_Source passage:_
#####

The government summarily dismissed the charges by India, saying that they had been levelled by an unfriendly neighbour and were simply malicious propaganda. It also accused the Awami League of making baseless allegations, peeved at having been thrown out of power in the October 2001 elections.

But recent incidents, which have clearly established the presence of extremist Islamic forces in Bangladesh, have put the government on the defensive. On February 13, a series of bomb blasts took place inside a tin-shed house in Chhoto Gurgola area in Dinajpur town, which injured three persons. Besides arms and ammunitions, police recovered some subscription receipts and leaflets of an extremist outfit, Za'amatul Mujahedin Bangladesh, as well as some hand-written directives. Among the arrested were two employees of the Hazrat Aayisa Siddiqa Salafia Islamia Girls' Madrassah. A mobile phone recovered from the blast site also revealed the addresses of a number of fanatics.

Out of the woodwork

The police later confirmed that the hideout belonged to the ZMB and that its militants had planned several more bomb blasts in the area. The organization had been working in the region for more than a year and that eight of its activists had been arrested on May 20, 2002. A madrassah teacher named Faruk, who was arrested after the blasts, was the ringleader of the outfit, which had about 25 activists and many more hideouts.

#####

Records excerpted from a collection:

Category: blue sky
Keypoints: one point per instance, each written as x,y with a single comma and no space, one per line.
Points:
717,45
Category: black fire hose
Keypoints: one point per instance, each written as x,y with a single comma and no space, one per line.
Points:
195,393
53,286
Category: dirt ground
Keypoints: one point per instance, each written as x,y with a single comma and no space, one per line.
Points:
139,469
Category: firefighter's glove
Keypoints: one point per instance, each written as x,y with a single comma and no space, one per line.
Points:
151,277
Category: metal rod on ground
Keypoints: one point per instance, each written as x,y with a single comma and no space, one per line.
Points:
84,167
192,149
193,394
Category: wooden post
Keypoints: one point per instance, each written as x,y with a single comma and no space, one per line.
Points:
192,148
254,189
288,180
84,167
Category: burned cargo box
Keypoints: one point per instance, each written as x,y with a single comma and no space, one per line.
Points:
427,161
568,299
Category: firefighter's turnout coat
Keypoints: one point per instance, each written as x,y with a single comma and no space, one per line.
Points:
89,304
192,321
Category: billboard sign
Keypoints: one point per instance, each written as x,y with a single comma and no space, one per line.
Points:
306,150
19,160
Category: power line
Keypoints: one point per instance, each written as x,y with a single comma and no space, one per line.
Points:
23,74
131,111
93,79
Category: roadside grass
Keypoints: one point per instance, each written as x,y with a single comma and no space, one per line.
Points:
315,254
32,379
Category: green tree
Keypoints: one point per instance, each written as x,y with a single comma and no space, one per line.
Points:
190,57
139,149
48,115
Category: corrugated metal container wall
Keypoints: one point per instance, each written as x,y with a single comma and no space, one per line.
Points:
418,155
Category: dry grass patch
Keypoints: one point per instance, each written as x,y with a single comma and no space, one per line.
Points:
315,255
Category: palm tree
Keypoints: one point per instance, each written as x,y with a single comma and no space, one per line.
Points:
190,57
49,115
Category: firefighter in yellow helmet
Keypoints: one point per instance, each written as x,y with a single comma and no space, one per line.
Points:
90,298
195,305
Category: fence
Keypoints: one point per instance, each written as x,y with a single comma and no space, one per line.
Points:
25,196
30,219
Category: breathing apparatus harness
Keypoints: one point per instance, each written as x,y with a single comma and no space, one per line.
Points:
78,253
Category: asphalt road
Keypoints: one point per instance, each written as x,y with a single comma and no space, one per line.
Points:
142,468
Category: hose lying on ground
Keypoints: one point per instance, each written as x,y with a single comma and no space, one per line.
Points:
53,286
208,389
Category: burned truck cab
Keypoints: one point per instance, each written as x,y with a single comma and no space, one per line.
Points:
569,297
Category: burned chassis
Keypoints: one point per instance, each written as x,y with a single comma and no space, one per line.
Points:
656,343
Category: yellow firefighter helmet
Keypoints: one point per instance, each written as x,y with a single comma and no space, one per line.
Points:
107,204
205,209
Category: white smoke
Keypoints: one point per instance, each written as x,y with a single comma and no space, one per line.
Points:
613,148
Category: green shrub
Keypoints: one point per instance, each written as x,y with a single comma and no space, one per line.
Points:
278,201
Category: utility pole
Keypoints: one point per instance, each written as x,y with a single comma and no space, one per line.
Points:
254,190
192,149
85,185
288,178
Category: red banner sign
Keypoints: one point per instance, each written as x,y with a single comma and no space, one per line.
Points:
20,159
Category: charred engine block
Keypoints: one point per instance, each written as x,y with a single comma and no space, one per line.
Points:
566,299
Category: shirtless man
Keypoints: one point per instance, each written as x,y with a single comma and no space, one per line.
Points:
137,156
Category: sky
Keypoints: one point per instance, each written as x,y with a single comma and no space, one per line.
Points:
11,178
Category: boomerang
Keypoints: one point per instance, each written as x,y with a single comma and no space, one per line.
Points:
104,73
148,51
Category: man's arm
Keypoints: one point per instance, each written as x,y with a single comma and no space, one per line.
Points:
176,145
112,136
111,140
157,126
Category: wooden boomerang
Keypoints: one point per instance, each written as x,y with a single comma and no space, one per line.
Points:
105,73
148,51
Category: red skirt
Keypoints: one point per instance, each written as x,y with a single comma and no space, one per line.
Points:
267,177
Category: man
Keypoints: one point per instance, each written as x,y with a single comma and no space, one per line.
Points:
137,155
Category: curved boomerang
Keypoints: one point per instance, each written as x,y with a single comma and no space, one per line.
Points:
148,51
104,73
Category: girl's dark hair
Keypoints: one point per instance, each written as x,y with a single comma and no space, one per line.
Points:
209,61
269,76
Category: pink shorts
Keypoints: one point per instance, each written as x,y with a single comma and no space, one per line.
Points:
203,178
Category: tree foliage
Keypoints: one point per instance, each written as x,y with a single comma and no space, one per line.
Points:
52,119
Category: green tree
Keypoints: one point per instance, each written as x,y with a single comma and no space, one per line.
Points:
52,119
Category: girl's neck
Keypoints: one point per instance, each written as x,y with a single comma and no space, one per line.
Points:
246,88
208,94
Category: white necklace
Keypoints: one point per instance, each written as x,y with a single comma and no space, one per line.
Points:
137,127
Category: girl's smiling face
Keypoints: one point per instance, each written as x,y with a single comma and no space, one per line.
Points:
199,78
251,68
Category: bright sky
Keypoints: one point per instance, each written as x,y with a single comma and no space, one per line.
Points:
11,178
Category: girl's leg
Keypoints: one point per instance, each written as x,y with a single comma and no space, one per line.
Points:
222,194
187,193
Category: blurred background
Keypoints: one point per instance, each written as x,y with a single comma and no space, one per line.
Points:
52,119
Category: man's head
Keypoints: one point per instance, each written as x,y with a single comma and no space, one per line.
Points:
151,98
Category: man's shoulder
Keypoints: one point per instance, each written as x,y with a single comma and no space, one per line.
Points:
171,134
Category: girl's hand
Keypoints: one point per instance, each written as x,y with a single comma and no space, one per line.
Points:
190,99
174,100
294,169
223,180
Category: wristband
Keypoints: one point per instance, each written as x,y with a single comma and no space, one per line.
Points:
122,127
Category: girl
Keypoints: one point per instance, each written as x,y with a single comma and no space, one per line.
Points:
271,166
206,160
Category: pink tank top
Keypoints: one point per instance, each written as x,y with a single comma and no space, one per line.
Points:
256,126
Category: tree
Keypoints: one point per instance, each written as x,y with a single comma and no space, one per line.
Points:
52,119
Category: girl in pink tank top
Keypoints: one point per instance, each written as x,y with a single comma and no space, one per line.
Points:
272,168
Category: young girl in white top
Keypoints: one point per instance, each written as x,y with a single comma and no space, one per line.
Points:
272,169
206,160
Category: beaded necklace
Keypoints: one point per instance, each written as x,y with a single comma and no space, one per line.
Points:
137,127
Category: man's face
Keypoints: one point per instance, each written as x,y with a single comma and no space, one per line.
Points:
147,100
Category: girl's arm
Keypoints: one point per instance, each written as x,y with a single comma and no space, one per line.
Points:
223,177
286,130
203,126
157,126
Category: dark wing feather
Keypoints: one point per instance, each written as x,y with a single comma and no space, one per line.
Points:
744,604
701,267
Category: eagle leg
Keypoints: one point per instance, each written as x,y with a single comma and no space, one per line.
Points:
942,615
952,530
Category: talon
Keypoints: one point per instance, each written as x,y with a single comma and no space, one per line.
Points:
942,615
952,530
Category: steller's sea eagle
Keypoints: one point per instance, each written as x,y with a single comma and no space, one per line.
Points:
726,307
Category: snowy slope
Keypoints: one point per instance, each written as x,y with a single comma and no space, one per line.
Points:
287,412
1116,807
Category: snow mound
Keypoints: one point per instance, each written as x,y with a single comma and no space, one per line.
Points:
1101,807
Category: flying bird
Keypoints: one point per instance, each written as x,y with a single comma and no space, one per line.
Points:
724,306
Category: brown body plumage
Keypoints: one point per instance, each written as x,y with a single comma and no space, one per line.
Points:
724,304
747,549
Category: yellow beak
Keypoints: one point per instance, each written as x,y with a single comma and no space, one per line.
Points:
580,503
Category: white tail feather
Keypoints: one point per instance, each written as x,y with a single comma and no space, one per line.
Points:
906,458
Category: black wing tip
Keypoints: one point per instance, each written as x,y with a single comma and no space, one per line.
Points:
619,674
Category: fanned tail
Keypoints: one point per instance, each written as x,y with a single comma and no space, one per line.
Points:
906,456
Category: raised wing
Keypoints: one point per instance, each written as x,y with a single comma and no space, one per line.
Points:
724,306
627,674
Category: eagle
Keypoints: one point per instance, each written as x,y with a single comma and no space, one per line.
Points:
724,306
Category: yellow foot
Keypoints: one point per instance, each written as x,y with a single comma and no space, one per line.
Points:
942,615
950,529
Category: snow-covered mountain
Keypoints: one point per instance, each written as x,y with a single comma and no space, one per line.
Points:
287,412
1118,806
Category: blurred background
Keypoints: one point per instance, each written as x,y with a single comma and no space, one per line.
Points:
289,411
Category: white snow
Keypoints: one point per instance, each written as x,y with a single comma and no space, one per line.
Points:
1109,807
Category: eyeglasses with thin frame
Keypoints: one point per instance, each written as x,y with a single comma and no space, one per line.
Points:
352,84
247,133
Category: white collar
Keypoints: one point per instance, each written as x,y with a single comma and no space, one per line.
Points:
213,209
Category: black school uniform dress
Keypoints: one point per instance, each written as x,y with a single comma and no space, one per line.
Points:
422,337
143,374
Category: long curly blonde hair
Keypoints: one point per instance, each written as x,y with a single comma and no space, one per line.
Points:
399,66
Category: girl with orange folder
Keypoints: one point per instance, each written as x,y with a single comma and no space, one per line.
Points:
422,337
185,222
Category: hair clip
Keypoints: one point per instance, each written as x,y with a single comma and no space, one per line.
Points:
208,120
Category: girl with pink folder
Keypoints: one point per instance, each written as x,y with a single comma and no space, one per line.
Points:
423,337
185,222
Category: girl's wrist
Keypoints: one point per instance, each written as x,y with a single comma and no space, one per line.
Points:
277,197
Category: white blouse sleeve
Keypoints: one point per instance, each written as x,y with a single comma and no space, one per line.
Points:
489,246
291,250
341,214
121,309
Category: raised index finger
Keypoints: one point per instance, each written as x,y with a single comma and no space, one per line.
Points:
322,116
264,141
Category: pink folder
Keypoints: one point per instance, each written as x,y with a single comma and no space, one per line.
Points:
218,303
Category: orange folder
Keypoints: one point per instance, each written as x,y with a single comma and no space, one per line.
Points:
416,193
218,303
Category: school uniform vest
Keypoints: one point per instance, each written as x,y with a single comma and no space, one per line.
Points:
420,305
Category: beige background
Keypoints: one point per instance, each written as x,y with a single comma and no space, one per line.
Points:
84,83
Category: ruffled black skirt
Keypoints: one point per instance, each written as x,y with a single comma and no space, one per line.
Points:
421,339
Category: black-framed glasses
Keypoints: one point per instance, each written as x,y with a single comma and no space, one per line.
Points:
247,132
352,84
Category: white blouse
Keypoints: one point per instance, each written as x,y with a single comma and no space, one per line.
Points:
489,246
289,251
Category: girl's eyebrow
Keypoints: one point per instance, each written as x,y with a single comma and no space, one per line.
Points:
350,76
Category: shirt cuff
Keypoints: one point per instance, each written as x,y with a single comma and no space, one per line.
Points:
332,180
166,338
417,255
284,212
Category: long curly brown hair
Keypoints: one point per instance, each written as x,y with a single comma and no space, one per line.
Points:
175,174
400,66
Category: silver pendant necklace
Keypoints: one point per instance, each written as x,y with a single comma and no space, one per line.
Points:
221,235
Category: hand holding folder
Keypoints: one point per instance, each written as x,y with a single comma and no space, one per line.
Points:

#####

_Required action 1:_ Summarize the Bangladesh militancy passage in two sentences.
_Required action 2:_ According to the Bangladesh militancy passage, on what date were eight of the organization's activists arrested?
_Required action 3:_ Please proceed with the Bangladesh militancy passage, picking up after its final sentence.

_Written answer 1:_ The Bangladesh government dismissed India's charges as malicious propaganda and accused the Awami League of baseless allegations, but recent incidents showing extremist Islamic forces in the country have put it on the defensive. After bomb blasts on February 13 at a house in Dinajpur town, police confirmed the hideout belonged to Za'amatul Mujahedin Bangladesh, an outfit of about 25 activists led by a madrassah teacher named Faruk.

_Written answer 2:_ May 20, 2002.

_Written answer 3:_
The Awami League demanded a probe into the Dinajpur blasts. Its representative in the central legislature, Suranjit Sengupta, demanded that a parliamentary committee table a report on these blasts. The government however did not agree to the demand.

But the sustained opposition pressure did result in a ban on another extremist organization, the Shahdat-e-Al-Hikma, financed by the Mumbai-blast accused Dawood Ibrahim. The home minister, Altaf Hossain Chowdhury, stated in parliament that the organization had been banned because it was found to be a threat to law and order and the security of the country. Notably, this was the first time the government had officially accepted the existence of such organizations in the country.

Bad for the image

Some time later, two young men were arrested from near the Benapole border for carrying arms and explosives. Interrogation revealed that they planned to carry out subversive activities.

The extent of the activities of the Islamicists was realized on March 11 when police unearthed a training centre of the ZMB in the frontier town of Chapainawabganj. It arrested five militants and seized explosives, fire-arms and incriminating documents on jehad, the taliban and instructions on making time-bombs. The existence of Islamic extremists was further confirmed when the inquiry commission indicted them in the Mymensingh cinema blasts.

A series of such incidents and persistent international pressure have forced Bangladesh for the first time to overtly acknowledge the existence of Islamic extremists on its soil, who want to convert Bangladesh into a fundamentalist Islamicist country.

The image of Bangladesh as a moderate Islamic country has suffered in recent times because of such activities, but it can still be retrieved if the country’s leadership manages to deal with them successfully.